**Goal 1**
In the forum thread below about identifying a piece of line-clearing equipment, how long did beowulf343 run a skidder bucket?

**Selected excerpt**

....................

# Help Identifying This Piece Of Equipment



## Pineapplepalms (Jul 15, 2007)

I saw asplundh using one of these to clear lines offroad and didn't know if anyone knew who made anything like this. Thanks any help is appreciated.
http://www.asplundh.com/row.htm


----------



## Stihl User (Jul 15, 2007)

Here you go;

http://www.jarraff.com/index.html


----------



## Pineapplepalms (Jul 15, 2007)

Where's the bucket?


----------



## clearance (Jul 15, 2007)

Its not a Giraffe, its a boom (just like one on a truck) mounted on a skidder.


----------



## John Paul Sanborn (Jul 15, 2007)

Timberjack
77 ft. WH Hi-Ranger XT 60/70
with elevator
_Also available on a track vehicle!_

From http://www.kwtruckequipment.com on a search for _timberjack, bucket_


----------



## B-Edwards (Jul 15, 2007)

You guys who haven't seen a Jarraff in operation , should. I ran one for a couple of years doing line work before i became an ISA certified arborist genius. Anyway its unbelievable how much R/W you can do in a day . 10 of those skidders and the best bucket operators cant keep up with one man and a Jarraff.


----------



## ropensaddle (Jul 15, 2007)

You think girraffe is something check out the skytrim much
better constructed!Me I'm still trying to train monkey's
with bannanas


----------



## clearance (Jul 15, 2007)

They leave stubs and make flush cuts!!! I don't, but at least they don't use spurs, ha, ha, just having fun guys.


----------



## beowulf343 (Jul 15, 2007)

Clearance and Jps are right-it's a skidder bucket. Ran one for about a year and a half with asplundh. It's an ok piece of equipment. Basically they take a timberjack forwarder, take everything off the back and mount a bucket and pony motor. The one i worked with was old, nothing like the one in jps's picture. Had a 50' lr1 bucket-the knuckle tended to hang out over the front a bit too far, had to be careful pushing anything with the blade. Also had four outriggers but the pads were way too small, tended to be a bit tippy if you weren't careful. Also hated the fact that the front axle would oscillate whereas the rear wouldn't-could drive over anything with the front but get to the rear and it would tend to tip plus the fact that it was topheavy made it tricky at times. Had a simple winch off the rear that was handy. Ours was a timberjack and was serviced by lyon's equipment out of little valley.


----------



## ropensaddle (Jul 15, 2007)

....................

**Goal 2**
Report every line of the rows below that contains the string "window".

....................

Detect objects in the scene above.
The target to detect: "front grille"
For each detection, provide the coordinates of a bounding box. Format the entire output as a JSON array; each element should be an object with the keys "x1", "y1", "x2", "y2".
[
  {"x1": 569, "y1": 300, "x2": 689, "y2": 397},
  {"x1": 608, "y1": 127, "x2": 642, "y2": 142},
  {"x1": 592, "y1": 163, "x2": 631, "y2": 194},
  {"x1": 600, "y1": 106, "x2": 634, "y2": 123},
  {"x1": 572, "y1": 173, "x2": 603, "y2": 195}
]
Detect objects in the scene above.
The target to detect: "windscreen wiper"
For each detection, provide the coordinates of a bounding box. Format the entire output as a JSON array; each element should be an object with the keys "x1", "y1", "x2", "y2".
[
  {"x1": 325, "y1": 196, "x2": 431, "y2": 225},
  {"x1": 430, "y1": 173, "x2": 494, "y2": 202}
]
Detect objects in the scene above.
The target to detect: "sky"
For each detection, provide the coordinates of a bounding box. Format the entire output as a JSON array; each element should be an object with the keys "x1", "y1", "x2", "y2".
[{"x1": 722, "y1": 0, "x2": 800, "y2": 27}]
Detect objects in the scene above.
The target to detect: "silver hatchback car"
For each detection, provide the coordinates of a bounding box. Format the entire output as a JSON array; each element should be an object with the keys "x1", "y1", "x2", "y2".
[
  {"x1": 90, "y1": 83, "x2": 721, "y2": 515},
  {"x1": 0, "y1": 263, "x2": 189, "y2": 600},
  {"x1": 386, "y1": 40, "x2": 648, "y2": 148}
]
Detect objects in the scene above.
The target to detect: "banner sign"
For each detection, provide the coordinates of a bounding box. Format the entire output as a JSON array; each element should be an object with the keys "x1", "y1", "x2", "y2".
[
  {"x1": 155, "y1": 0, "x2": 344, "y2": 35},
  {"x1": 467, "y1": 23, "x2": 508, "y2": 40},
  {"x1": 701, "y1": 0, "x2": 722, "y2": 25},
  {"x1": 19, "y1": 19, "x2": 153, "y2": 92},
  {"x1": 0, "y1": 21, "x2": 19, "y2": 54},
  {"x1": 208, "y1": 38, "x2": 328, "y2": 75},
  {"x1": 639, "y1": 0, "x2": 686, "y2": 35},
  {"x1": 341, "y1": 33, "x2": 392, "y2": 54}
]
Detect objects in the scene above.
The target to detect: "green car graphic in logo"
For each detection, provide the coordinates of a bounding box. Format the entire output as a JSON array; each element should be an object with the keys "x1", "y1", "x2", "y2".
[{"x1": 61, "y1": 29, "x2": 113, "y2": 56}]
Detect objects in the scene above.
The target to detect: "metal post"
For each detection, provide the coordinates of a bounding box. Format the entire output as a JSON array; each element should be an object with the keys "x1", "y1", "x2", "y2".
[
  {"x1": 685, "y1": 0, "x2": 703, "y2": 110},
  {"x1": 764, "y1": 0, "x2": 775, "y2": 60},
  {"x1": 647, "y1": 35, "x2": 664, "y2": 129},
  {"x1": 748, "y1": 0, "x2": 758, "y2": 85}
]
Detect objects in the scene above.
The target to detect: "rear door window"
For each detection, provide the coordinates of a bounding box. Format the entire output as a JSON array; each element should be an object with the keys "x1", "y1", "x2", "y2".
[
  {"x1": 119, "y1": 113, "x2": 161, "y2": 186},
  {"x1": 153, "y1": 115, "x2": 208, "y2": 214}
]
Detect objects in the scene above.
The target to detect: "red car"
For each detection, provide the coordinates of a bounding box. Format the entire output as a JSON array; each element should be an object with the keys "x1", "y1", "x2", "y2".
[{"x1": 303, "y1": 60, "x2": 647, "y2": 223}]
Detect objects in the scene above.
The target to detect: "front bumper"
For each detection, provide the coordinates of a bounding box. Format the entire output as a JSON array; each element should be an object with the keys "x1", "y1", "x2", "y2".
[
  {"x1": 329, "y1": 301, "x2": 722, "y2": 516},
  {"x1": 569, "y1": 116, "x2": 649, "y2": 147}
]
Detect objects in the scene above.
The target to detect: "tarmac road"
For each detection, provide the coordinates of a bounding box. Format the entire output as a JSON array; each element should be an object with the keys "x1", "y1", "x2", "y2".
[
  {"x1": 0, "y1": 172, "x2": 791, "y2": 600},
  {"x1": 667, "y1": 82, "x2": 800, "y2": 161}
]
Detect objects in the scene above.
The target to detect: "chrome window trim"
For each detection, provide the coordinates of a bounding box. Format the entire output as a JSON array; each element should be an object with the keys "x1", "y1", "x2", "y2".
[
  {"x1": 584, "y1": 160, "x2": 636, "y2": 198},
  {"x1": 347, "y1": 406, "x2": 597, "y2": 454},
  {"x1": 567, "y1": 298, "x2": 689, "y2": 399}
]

....................

**Exercise response 1**
About a year and a half.

**Exercise response 2**
The target to detect: "rear door window"
The target to detect: "chrome window trim"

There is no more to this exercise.